Natural language region descriptions
%%
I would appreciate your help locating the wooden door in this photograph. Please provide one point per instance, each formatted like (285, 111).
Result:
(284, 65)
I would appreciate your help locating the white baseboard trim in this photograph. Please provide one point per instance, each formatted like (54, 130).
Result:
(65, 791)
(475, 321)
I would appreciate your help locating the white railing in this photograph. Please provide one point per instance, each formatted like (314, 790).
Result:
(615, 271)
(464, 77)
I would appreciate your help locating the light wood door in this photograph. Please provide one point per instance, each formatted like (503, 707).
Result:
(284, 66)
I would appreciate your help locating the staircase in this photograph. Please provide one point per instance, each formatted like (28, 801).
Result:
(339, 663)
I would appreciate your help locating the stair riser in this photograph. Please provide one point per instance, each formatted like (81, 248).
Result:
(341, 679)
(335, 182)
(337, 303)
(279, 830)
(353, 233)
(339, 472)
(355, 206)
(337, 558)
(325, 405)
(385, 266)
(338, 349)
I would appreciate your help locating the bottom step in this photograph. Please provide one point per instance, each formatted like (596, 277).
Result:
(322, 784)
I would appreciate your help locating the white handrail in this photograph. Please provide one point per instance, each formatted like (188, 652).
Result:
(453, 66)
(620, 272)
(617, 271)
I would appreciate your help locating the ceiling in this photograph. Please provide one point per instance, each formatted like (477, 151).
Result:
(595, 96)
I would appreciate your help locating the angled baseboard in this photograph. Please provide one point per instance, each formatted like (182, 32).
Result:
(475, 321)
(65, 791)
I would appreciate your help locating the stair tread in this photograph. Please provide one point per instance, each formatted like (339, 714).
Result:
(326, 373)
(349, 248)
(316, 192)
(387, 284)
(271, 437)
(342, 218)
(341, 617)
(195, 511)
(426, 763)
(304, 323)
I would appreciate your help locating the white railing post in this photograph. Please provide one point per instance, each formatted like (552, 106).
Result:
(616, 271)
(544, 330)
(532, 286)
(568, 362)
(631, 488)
%%
■ **What is required**: Copy out each record exactly as given, omitting none.

■ **Response area**:
I would appreciate your help locating the wooden door in this photograph. Please provide one point per instance, each formatted like (285, 111).
Result:
(284, 65)
I would appreciate your help locating the white baseboard trim in this photograph. Please provide one point per instance, each formatted like (54, 130).
Result:
(65, 791)
(475, 321)
I would appreciate your help locating the white railing in this photograph. Please provide one point per instance, each formatted like (314, 790).
Result:
(615, 271)
(464, 77)
I would appreciate your help locating the light wood door in this photograph. Please provide one point per instance, each formatted like (503, 707).
Result:
(284, 66)
I would appreciate your help locating the staircase in this photograph. Please provide one point per instance, each formatted like (28, 801).
Result:
(339, 663)
I would appreciate your help locating the stair riser in this photograph. Please provide one point per instance, each formatted like (81, 248).
Result:
(341, 679)
(335, 182)
(337, 303)
(279, 830)
(353, 233)
(339, 472)
(355, 206)
(337, 558)
(325, 405)
(385, 266)
(338, 349)
I would appreciate your help locating the bottom step in this photograph. Please provide one point per instance, each formatted like (596, 277).
Result:
(322, 784)
I would appreciate your help locating the white handrail in this photograph. Please provide one point per instance, each formatted like (188, 652).
Result:
(453, 66)
(620, 272)
(617, 271)
I would appreciate your help locating the ceiling in this photograph. Please provide one point per instance, each formatted like (477, 151).
Result:
(595, 96)
I would appreciate your help locating the angled baseboard in this photograph. Please provide one point per instance, each formatted like (182, 32).
Result:
(475, 321)
(65, 791)
I would appreciate your help locating the stair tread in this photograph. Please provide one point per instance, each formatted like (339, 714).
Result:
(326, 373)
(349, 248)
(316, 192)
(387, 284)
(271, 437)
(342, 218)
(341, 617)
(195, 511)
(426, 763)
(304, 323)
I would appreciate your help locating the white railing post in this photograph. Please provide one point per instance, each formatted like (552, 106).
Result:
(616, 271)
(544, 330)
(532, 286)
(568, 362)
(631, 488)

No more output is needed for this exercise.